## DATASET RECORDS:
****

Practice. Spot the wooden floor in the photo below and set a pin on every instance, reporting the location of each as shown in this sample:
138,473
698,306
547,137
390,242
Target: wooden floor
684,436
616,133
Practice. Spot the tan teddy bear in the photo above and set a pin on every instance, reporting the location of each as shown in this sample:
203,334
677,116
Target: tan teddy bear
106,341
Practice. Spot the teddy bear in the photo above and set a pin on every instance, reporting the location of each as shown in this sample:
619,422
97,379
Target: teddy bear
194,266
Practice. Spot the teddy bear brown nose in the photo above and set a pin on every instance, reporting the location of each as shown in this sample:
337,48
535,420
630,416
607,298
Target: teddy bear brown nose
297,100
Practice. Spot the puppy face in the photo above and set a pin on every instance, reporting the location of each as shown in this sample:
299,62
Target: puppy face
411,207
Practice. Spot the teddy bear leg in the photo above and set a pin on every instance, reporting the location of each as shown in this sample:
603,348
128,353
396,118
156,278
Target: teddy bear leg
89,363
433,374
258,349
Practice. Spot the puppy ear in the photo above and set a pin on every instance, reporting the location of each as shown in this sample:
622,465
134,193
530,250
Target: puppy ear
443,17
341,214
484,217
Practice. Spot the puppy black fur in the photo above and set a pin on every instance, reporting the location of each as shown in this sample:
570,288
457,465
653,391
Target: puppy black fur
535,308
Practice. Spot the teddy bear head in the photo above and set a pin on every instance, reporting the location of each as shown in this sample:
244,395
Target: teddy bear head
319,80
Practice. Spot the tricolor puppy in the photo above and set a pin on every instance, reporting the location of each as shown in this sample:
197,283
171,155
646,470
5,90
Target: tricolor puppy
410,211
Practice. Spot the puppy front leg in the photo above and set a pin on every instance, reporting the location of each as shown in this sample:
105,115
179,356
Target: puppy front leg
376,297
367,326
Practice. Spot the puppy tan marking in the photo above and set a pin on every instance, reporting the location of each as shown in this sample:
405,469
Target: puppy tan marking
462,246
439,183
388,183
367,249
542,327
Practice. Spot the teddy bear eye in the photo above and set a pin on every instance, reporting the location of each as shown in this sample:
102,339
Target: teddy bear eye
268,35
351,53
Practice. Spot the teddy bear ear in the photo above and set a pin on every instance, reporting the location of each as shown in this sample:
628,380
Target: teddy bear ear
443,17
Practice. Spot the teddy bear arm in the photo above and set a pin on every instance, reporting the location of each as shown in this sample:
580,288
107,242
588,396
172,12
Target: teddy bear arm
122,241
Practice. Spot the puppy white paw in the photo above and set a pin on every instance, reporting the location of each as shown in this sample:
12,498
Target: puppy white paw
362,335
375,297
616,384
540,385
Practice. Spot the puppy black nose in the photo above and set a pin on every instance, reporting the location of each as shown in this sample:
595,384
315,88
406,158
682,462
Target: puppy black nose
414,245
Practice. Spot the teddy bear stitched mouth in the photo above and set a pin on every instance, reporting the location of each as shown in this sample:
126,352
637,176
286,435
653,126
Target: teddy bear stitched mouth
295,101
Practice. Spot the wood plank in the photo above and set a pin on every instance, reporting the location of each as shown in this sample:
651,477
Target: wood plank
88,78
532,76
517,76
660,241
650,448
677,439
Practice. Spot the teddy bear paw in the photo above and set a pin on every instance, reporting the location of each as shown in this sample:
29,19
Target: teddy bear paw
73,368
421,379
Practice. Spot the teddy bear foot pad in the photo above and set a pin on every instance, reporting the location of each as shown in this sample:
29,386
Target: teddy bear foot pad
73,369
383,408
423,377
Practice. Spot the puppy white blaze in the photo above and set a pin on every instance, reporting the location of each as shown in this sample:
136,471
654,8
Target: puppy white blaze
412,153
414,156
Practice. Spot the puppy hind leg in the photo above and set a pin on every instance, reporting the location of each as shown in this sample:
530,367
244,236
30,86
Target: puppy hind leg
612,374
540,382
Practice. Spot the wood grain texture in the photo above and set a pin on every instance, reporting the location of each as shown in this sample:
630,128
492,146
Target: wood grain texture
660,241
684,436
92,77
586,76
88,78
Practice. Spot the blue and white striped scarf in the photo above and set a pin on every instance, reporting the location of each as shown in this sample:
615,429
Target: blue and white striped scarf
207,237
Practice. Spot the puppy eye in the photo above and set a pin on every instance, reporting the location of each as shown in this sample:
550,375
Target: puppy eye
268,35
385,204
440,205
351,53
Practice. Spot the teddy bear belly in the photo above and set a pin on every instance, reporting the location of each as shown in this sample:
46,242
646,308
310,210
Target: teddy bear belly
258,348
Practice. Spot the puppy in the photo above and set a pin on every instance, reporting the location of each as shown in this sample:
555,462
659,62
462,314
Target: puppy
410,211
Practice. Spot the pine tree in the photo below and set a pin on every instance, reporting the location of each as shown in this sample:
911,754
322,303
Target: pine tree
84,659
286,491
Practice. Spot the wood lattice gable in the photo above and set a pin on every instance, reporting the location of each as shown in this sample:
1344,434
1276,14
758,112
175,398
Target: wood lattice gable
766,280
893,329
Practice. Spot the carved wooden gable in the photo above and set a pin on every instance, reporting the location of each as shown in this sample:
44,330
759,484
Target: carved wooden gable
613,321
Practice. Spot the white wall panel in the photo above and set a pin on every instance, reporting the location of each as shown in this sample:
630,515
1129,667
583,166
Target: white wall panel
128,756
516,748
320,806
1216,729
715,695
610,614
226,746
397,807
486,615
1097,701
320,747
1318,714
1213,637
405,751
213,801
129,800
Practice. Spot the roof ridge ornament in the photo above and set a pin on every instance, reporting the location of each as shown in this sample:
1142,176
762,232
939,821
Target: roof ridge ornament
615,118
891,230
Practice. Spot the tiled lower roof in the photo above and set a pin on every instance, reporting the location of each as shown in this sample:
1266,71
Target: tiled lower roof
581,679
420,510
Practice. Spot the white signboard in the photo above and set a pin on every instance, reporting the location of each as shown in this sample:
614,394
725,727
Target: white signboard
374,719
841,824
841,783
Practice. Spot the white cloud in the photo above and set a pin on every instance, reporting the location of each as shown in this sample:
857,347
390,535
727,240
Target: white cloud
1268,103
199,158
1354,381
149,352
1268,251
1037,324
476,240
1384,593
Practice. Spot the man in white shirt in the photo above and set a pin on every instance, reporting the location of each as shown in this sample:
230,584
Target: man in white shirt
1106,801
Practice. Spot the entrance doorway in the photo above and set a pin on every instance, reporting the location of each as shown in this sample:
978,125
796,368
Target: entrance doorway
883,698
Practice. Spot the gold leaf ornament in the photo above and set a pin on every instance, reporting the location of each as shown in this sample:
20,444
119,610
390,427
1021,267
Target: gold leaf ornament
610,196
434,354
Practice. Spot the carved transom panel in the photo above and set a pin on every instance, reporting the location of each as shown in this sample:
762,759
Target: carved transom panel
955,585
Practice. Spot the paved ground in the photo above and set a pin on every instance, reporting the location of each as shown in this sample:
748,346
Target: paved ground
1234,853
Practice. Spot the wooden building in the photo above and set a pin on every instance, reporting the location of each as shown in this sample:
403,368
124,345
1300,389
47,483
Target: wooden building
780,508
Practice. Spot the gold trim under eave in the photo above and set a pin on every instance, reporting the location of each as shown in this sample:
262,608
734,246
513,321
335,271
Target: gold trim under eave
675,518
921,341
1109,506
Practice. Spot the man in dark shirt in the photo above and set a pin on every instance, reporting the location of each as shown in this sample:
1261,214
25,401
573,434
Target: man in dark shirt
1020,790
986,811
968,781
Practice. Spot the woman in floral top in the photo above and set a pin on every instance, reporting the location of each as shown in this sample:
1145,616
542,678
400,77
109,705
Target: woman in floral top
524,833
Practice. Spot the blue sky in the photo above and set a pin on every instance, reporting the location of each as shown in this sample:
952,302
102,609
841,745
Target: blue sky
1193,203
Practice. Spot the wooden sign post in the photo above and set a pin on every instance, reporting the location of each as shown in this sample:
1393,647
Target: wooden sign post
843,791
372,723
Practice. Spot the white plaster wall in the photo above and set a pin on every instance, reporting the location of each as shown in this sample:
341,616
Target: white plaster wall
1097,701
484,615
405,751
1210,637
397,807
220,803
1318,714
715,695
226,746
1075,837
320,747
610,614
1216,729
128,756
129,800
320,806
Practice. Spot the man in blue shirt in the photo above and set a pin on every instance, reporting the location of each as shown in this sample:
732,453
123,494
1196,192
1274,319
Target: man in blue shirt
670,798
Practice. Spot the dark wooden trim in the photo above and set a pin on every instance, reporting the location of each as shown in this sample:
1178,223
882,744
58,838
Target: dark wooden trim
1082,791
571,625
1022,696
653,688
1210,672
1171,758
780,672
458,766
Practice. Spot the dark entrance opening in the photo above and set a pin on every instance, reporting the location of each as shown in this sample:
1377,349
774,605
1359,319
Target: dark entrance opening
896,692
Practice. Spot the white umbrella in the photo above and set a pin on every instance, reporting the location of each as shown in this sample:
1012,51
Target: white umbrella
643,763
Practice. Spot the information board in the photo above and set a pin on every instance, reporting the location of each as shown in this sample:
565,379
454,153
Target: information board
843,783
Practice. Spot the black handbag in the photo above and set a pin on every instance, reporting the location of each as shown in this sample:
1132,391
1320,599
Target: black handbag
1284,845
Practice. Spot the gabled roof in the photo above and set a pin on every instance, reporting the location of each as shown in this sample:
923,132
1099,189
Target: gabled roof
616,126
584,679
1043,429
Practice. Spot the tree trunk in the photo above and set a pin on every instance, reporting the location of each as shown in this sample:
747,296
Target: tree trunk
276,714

****

## DO THIS:
Take the line in which "Practice. Spot the dark entrance" occurs and each subsequent line through the end; give these lines again without alteration.

## THE ANSWER:
Practice. Spot the dark entrance opening in the photo above and set a pin on every instance, reporting the location of each as shown in this sample:
1377,349
774,605
1359,319
Target: dark entrance opening
896,692
Practice. Spot the white umbrella in the photo above and set a pin on every instance, reporting the location of each as shown in this sample:
1012,51
Target: white umbrella
643,763
Practice. Spot the information board in the photo above and set a pin on every instance, reporting the location of each as shown in this sample:
565,379
454,153
Target: information board
843,783
Practice. Spot the black handbag in the photo above and set a pin on every instance, reporting the location of each as shown in this sample:
1132,391
1320,599
Target: black handbag
1284,845
Practice. Spot the gabled roof in the photo above and set a pin on every instance, reporting the location of each as shown in this sample:
923,132
1099,189
Target: gabled roof
616,126
584,679
1043,429
Practice. Spot the tree trunk in the photo above and set a pin on every instance, reporting the location of each as shown in this sample:
747,296
Target: tree trunk
276,714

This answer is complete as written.